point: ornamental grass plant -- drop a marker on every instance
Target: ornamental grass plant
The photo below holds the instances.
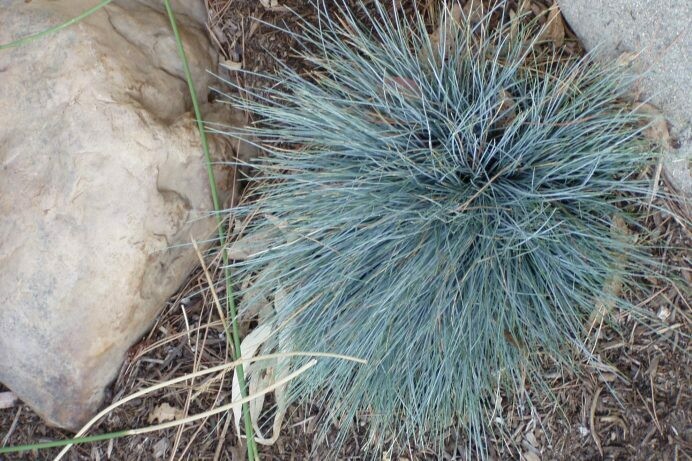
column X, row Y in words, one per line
column 454, row 204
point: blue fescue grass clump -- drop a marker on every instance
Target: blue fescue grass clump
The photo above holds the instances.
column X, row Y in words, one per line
column 443, row 209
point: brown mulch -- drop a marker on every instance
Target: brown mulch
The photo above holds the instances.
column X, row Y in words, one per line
column 637, row 407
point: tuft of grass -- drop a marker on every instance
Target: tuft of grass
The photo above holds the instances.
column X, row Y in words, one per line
column 450, row 210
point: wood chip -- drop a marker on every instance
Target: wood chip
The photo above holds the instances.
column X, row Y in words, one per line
column 7, row 400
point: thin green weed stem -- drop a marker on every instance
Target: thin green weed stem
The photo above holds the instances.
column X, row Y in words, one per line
column 232, row 310
column 76, row 19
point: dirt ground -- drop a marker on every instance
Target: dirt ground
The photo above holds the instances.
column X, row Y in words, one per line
column 637, row 407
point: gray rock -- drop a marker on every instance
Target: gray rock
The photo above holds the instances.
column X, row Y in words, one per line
column 101, row 173
column 660, row 30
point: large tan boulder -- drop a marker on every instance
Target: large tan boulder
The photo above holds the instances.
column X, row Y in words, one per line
column 101, row 173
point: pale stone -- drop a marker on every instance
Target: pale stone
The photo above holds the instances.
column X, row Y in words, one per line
column 101, row 173
column 658, row 32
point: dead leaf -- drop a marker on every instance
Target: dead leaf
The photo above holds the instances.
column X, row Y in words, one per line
column 161, row 447
column 531, row 456
column 250, row 245
column 626, row 59
column 474, row 11
column 446, row 33
column 231, row 65
column 164, row 413
column 248, row 348
column 508, row 108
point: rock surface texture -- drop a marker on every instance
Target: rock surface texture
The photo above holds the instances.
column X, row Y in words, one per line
column 101, row 173
column 660, row 30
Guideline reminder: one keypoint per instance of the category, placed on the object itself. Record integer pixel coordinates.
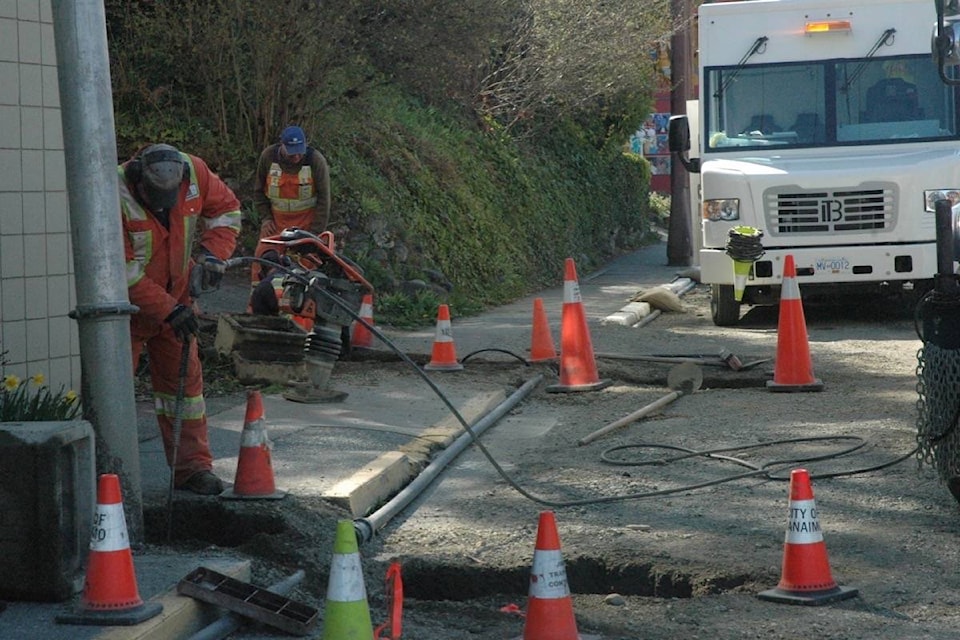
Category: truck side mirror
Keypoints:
(678, 141)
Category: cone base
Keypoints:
(310, 394)
(230, 494)
(593, 386)
(812, 598)
(124, 618)
(580, 636)
(539, 359)
(456, 366)
(816, 385)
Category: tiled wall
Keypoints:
(36, 266)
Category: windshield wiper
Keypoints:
(885, 38)
(754, 48)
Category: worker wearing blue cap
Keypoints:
(293, 189)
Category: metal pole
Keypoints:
(103, 306)
(679, 246)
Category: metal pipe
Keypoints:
(229, 623)
(103, 306)
(368, 526)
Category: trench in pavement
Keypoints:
(430, 578)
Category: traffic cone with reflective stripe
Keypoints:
(347, 614)
(542, 348)
(444, 356)
(110, 593)
(254, 477)
(549, 607)
(578, 369)
(805, 577)
(793, 370)
(362, 337)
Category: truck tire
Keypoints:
(724, 307)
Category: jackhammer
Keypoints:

### TASK BRIEF
Rewrite the lines from the one containing "Category: traffic cone with reflective stripe" through the end of the lines, keeping every category heading and adding 16 to each keypoint coordinate.

### SOLVED EXERCISE
Category: traffic cone with reflective stripe
Keypoints:
(363, 630)
(558, 364)
(460, 372)
(126, 609)
(270, 493)
(565, 623)
(594, 385)
(821, 593)
(809, 386)
(378, 353)
Category: truck tire
Keypoints:
(740, 323)
Category: jackhammer
Keypoints:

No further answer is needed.